WHAT YOU NEED TO DO ->
List each line of the records below that contains the word "light". Treat uppercase and lowercase letters as different.

(Saved entries)
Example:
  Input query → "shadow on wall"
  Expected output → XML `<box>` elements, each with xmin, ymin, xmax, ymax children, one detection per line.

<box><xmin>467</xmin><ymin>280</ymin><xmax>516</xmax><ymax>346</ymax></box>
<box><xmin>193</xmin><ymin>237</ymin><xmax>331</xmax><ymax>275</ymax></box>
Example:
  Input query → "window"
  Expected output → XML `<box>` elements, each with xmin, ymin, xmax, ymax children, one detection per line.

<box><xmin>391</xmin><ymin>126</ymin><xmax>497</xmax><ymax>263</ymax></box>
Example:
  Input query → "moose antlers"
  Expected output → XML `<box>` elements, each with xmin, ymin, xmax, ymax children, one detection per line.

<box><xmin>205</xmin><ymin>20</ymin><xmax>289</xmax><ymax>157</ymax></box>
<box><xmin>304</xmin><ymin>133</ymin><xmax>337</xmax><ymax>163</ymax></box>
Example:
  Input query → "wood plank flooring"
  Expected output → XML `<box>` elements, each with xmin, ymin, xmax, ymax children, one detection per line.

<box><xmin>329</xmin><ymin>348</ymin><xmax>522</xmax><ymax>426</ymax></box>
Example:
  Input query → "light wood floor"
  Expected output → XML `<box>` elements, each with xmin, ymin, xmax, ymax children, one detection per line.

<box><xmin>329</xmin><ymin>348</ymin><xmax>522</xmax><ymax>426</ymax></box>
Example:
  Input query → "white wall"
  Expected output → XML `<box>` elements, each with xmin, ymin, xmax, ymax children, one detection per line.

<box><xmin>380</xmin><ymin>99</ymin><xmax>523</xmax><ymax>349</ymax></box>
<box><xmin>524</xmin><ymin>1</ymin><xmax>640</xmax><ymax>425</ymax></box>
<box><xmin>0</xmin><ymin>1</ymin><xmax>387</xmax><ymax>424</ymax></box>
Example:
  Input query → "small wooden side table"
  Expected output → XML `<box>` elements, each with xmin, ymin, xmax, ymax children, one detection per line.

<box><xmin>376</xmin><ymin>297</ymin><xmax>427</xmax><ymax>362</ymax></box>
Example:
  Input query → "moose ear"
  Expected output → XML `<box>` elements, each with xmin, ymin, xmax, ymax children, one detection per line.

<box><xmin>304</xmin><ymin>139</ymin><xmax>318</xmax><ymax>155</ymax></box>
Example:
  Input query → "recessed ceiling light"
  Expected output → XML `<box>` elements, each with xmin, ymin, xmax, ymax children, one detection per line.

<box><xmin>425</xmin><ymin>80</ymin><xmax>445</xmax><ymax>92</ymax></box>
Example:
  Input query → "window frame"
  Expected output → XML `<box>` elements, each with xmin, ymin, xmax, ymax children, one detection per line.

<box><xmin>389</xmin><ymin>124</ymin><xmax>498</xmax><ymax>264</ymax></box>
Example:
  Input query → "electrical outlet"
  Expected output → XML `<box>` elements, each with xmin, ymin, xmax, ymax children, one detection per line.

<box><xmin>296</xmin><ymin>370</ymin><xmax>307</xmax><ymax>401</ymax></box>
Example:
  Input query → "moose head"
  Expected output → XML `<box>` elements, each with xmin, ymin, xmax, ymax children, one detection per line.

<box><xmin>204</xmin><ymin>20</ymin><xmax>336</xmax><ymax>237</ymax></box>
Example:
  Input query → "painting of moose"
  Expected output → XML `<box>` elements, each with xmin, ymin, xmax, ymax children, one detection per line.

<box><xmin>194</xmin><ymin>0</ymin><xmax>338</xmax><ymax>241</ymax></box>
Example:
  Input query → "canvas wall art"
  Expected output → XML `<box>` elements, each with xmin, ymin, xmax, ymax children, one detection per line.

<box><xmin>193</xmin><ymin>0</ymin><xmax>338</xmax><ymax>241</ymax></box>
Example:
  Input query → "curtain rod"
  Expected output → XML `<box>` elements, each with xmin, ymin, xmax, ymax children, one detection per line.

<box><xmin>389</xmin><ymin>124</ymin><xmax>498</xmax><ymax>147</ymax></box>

OUTPUT BELOW ->
  Input query → "light wood floor"
  Input query → "recessed ceiling light"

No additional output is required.